- SET TASK
Please repeat each of the items below word for word, keeping every line as it stands.

====================

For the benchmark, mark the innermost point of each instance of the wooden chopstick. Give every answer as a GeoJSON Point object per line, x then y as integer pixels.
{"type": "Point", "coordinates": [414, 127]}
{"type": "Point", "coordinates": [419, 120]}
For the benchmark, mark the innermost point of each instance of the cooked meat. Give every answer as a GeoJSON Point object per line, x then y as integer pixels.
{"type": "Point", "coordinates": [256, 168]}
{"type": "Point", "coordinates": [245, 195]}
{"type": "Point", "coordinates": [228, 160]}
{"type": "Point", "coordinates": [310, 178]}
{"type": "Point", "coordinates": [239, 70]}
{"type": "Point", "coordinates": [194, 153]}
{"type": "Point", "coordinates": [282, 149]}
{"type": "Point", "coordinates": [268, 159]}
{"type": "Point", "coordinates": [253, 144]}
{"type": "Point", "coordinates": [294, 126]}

====================

- EXERCISE OUTPUT
For the benchmark, mark the innermost point of each instance of the wooden chopstick. Give every answer as a GeoJSON Point object per line, x then y as integer pixels.
{"type": "Point", "coordinates": [414, 127]}
{"type": "Point", "coordinates": [419, 120]}
For the benchmark, mark the innermost point of each instance of the cooked meat. Give every answer as a GeoJSON Point object per line, x then y as integer pixels.
{"type": "Point", "coordinates": [256, 168]}
{"type": "Point", "coordinates": [245, 195]}
{"type": "Point", "coordinates": [228, 160]}
{"type": "Point", "coordinates": [310, 178]}
{"type": "Point", "coordinates": [239, 70]}
{"type": "Point", "coordinates": [194, 153]}
{"type": "Point", "coordinates": [282, 149]}
{"type": "Point", "coordinates": [268, 159]}
{"type": "Point", "coordinates": [253, 144]}
{"type": "Point", "coordinates": [294, 126]}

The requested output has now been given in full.